CHALLENGES
A. In the forum post about chess congress prize money, how much did the player in the bottom section of the Sunningdale Congress win?
B. Carry on the forum post about chess congress prize money, picking up after its final sentence.

SOURCE DOCUMENT
——
Post by Peter Shaw » Sun Jun 20, 2010 4:25 pm

isaac wallis wrote:I think the lower sections should subsidise the higher sections, or to be more precise the weaker players should subsidise the stronger ones. I think lower sections should actually be abolished to make way for one big section with a large prize. This would lead to stronger players coming in at the top and some weaker players disappearing.

But why tell me should mediocrity be rewarded. I could take pretty much any weekend congress, but let's take for example Sean Hewitt's recent Sunningdale Congress. In the top section two GMs came 2= and won £100. In the bottom section a 138 won £300. Think about this and it's ludicrous. If 120 players turn up and the second largest amount of money goes to the 90th best player, something is seriously wrong. It has just become the accepted way of doing things, but it needs to be changed.

Doubtless lower-rated players will respond outraged claiming they should play for large sums, but does this nonsense happen in any other sport/game?
——
PROVIDED INFORMATION

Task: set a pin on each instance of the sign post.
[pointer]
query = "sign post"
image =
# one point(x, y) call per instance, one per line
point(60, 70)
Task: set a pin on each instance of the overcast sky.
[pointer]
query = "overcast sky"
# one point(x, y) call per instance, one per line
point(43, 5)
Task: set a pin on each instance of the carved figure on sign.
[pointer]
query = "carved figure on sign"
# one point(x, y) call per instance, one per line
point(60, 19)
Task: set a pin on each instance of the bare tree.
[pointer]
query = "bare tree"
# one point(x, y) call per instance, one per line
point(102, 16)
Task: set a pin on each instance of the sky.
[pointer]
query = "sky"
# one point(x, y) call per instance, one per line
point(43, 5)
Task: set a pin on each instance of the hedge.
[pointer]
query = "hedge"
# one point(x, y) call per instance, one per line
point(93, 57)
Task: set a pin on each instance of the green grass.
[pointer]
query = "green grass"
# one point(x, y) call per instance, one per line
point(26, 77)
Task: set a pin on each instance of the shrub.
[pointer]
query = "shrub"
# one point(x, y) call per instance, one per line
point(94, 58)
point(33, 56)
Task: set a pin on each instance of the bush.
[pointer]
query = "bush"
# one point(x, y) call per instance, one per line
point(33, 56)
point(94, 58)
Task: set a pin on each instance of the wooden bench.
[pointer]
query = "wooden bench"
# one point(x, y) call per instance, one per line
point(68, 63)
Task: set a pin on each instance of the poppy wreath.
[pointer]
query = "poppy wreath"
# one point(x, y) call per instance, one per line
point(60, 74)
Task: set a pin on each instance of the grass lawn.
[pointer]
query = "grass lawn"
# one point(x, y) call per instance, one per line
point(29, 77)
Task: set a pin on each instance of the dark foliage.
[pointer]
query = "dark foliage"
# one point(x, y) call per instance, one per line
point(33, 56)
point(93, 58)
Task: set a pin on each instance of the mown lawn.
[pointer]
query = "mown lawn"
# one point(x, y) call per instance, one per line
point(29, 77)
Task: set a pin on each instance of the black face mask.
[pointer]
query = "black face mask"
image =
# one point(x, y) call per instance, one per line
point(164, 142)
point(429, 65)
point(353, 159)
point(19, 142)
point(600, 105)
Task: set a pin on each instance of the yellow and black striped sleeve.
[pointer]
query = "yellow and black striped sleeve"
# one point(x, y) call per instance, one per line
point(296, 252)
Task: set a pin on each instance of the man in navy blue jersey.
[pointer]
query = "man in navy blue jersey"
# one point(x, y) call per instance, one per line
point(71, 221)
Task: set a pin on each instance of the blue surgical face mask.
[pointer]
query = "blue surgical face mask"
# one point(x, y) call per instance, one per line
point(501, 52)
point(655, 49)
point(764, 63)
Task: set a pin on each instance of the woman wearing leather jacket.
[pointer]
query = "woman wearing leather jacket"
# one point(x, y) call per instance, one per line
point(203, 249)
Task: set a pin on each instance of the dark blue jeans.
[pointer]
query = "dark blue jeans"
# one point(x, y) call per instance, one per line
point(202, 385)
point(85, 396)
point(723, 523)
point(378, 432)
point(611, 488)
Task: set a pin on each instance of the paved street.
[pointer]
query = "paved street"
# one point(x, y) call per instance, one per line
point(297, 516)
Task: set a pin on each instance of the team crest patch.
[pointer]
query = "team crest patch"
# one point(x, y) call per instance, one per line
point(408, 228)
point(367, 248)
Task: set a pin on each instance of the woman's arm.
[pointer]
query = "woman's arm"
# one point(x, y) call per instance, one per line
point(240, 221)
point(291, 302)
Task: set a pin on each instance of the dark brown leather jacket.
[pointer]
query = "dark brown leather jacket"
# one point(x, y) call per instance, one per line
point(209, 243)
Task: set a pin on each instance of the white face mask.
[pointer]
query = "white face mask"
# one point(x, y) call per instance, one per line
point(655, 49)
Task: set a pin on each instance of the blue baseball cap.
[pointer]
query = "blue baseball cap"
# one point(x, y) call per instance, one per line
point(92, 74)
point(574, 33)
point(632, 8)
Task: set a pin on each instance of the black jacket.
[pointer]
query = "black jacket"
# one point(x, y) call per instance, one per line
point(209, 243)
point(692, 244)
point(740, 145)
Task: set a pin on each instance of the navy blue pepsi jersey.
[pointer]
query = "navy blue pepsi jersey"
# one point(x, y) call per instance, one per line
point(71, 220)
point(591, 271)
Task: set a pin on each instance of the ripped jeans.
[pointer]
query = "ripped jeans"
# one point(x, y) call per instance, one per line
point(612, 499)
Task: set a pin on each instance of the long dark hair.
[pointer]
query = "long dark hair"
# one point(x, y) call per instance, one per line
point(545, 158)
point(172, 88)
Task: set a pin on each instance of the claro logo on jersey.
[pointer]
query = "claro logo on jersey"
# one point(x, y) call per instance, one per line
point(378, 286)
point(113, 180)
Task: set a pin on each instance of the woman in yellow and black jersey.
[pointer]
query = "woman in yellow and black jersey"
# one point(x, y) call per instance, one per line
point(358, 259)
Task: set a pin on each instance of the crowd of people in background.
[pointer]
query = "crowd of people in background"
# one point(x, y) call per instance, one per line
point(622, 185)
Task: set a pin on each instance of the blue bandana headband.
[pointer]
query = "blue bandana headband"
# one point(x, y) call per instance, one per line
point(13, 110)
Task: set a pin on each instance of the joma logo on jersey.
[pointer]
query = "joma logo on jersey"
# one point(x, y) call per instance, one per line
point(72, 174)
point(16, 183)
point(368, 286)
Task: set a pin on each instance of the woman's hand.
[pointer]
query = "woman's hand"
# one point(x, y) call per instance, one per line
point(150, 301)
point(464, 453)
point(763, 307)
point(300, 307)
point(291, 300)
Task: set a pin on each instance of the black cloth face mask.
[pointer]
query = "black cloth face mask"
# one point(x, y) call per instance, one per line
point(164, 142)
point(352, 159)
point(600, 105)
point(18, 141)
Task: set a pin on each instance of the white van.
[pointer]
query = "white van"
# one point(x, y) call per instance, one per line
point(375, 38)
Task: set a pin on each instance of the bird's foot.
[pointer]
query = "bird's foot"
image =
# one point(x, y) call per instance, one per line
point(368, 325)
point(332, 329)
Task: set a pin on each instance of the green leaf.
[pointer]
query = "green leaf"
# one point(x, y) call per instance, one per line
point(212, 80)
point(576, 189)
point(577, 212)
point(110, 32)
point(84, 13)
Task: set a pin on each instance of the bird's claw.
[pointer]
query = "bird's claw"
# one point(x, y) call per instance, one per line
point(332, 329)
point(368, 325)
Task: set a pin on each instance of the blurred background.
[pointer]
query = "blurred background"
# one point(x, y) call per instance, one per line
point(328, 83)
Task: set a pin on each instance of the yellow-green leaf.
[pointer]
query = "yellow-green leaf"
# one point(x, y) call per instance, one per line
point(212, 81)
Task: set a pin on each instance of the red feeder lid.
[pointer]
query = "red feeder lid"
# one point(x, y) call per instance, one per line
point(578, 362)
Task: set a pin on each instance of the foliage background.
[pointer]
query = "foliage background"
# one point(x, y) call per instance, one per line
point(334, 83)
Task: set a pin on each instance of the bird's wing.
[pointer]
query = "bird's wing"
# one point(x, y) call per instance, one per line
——
ANSWER LIST
A. £300

B.
I agree with this. As a 190 player I don't have much chance of winning a prize at a weekend congress since I am nearly always too high for to qualify for a grading prize, and there is usually enough titled players there to take the main prizes. There isn't too much wrong with this, as an amateur player I shouldn't be expecting to win big prizes at congresses. I play five or six congresses a year and win a prize roughly every couple of years, this seems reasonable.

However there are players graded below 160 who seem to win a prize almost every weekend, and some of them have been doing this for years. This seems like a crazy state of affairs to me. Why should they have so much more chance than me to win a prize?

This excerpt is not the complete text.